Go through the entries below and write each one out exactly.
.....
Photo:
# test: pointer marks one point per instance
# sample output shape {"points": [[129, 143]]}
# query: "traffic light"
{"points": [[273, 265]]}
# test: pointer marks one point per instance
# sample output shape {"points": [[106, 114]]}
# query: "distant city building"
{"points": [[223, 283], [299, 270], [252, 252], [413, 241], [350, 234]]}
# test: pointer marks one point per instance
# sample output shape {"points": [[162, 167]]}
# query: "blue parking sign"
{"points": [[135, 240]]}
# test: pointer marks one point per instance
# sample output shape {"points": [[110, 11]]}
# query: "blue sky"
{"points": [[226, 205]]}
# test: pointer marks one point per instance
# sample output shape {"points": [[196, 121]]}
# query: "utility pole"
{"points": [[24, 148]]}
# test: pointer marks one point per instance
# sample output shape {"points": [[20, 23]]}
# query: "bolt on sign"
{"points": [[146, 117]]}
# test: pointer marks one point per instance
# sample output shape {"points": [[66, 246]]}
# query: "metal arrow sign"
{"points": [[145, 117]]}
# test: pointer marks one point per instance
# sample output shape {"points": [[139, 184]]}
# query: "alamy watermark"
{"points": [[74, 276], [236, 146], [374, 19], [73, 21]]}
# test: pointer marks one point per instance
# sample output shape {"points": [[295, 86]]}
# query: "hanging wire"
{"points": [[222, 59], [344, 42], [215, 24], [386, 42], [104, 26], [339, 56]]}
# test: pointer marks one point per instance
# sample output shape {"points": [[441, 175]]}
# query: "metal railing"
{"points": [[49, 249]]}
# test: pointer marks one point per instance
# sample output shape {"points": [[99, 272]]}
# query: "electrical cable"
.....
= Solution for this task =
Photo:
# test: pointer marks one point per instance
# sample output shape {"points": [[129, 143]]}
# query: "traffic light"
{"points": [[273, 265]]}
# test: pointer marks one point per instance
# sample output shape {"points": [[106, 114]]}
# query: "distant city building"
{"points": [[223, 283], [299, 270], [252, 252], [413, 241], [350, 234]]}
# test: pointer marks one point per instance
# sample output shape {"points": [[162, 167]]}
# query: "blue parking sign"
{"points": [[135, 240]]}
# test: pointer marks one point per instance
# sample output shape {"points": [[110, 11]]}
# query: "blue sky"
{"points": [[226, 205]]}
# test: pointer marks one point per instance
# sample output shape {"points": [[196, 121]]}
# query: "utility pole"
{"points": [[24, 148]]}
# test: pointer marks one point per instance
# sample output shape {"points": [[20, 23]]}
# query: "bolt on sign"
{"points": [[146, 117]]}
# test: pointer marks one point per instance
# sample output shape {"points": [[66, 246]]}
# query: "metal arrow sign"
{"points": [[145, 117]]}
# test: pointer marks one point per instance
# sample output shape {"points": [[139, 184]]}
# query: "alamy watermark"
{"points": [[74, 276], [236, 146], [374, 19], [73, 21]]}
# test: pointer marks one point per instance
# sample output shape {"points": [[295, 86]]}
# query: "hanging wire"
{"points": [[222, 59], [344, 42], [215, 24], [386, 42], [104, 26], [339, 56]]}
# test: pointer marks one point per instance
# sample output shape {"points": [[441, 175]]}
# query: "metal railing"
{"points": [[49, 249]]}
# test: pointer marks one point per instance
# sample output shape {"points": [[99, 272]]}
# query: "electrical cable"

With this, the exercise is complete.